First, the parties must obtain the court’s preliminary approval of the proposed settlement by demonstrating both that it would likely be considered fair and adequate under a full review and that it would apply to a class that would satisfy the standards for class certification (see 3.2 Procedure). Next, the parties must provide notice “in a reasonable manner” to “all class members who would be bound” by the proposed settlement. This notice must allow class members to object to the proposed settlement (on their own or on behalf of others). The court may also require that members of previously certified classes have another chance to opt out. Finally, the court must hold a “fairness hearing” to consider whether the settlement is “fair, reasonable, and adequate”, assessing factors that include:

  • the complexity, expense, and likely duration of the litigation;
  • the reaction of class members to the proposed settlement;
  • the risks of establishing liability and damages; and
  • a comparison of the settlement fund to the best possible recovery in light of the risks of litigation (City of Detroit v Grinnell Corp, 495 F.2d 448 [2d Cir 1974], abrogated on other grounds by Goldberger v Integrated Resources, Inc, 209 F.3d 43 [2d Cir 2000]).

Most private antitrust actions in federal court do not reach trial, but instead are either dismissed or settled at pre-trial breakpoints. Early in the case, defendants can seek to have a case dismissed on the grounds of a plaintiff’s failure to plead sufficient factual allegations to support key elements of an antitrust claim. Defendants raise these challenges as a matter of course in most federal litigation, including in claims brought under the antitrust laws. Defendants can raise a number of pleading defects, including that:

  • the claim is untimely;
  • defendants are not subject to the court’s jurisdiction;
  • the pleading fails to plausibly allege a claim upon which relief can be granted; or
  • the plaintiffs lack standing to sue in court (Fed R Civ P 12).

Courts take these threshold challenges seriously, particularly in light of the significant costs and burdens of discovery in antitrust class actions. In 2007, the Supreme Court clarified that to survive dismissal and proceed to discovery, antitrust plaintiffs must plead a claim that is at least plausible on its face, as opposed to relying on conclusory statements suggesting an antitrust violation is merely possible (Bell Atlantic Corp v Twombly, 550 US 544 [2007]). Because defendants generally cannot recover costs for successfully dismissing an antitrust claim, there is comparatively little disincentive for class plaintiffs to plead even a speculative claim on a contingency basis, in hopes that the complaint survives dismissal and opens the door to discovery.

Summary Judgments

At the end of discovery and before trial, plaintiffs and defendants can ask the court to grant summary judgment on all or part of the claims. Summary judgment requires the moving party to show that, with the evidence gathered, “there is no genuine dispute as to any material fact” relating to a claim or defence, obviating the need to put that question to the fact-finder at trial (Fed R Civ P 56[a]). Courts evaluate these motions by considering the evidence in the light most favourable to the opposing party and drawing all reasonable inferences in that party’s favour.

Source data:
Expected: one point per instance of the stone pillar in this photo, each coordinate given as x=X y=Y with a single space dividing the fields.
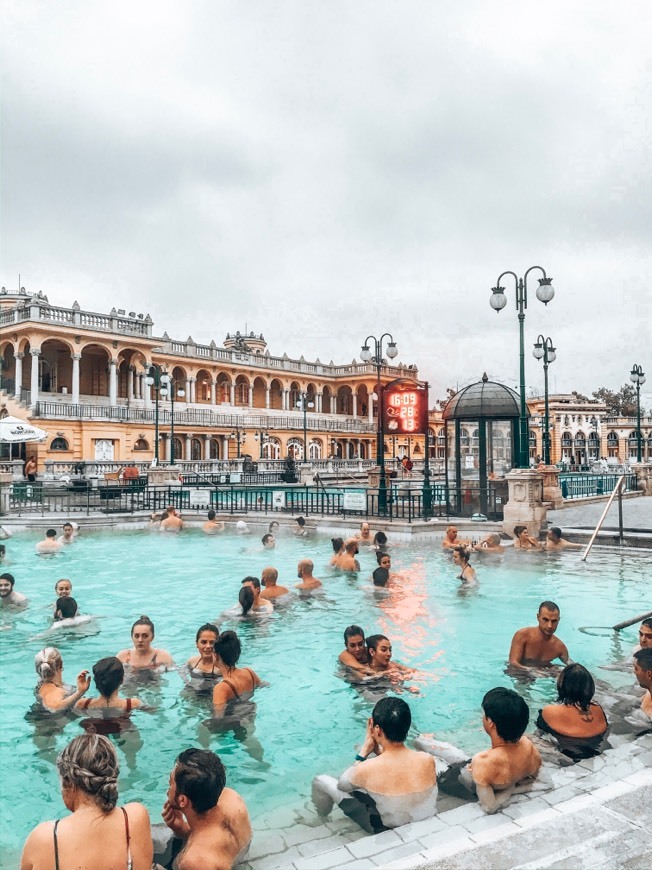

Given instruction A:
According to the antitrust litigation excerpt, in what year did the Supreme Court clarify that antitrust plaintiffs must plead a claim that is at least plausible on its face?
Given instruction B:
Using the antitrust litigation excerpt, explain in one to three sentences why class plaintiffs have comparatively little disincentive to plead a speculative antitrust claim.
Given instruction C:
Please rewrite the paragraph in the antitrust litigation excerpt that begins "At the end of discovery" as a short bulleted list, keeping its main facts.

Reply A:
2007, in Bell Atlantic Corp v Twombly.

Reply B:
Defendants generally cannot recover their costs when they successfully get an antitrust claim dismissed. Plaintiffs working on a contingency basis therefore risk little by filing even a speculative claim, hoping it survives dismissal and opens the door to discovery.

Reply C:
- Timing: At the end of discovery and before trial, either side can ask the court for summary judgment on all or part of the claims.
- Standard: The moving party must show from the gathered evidence that there is no genuine dispute as to any material fact about a claim or defense (Fed R Civ P 56[a]), so the question need not go to the fact-finder at trial.
- Court review: The court views the evidence in the light most favorable to the opposing party and draws all reasonable inferences in that party's favor.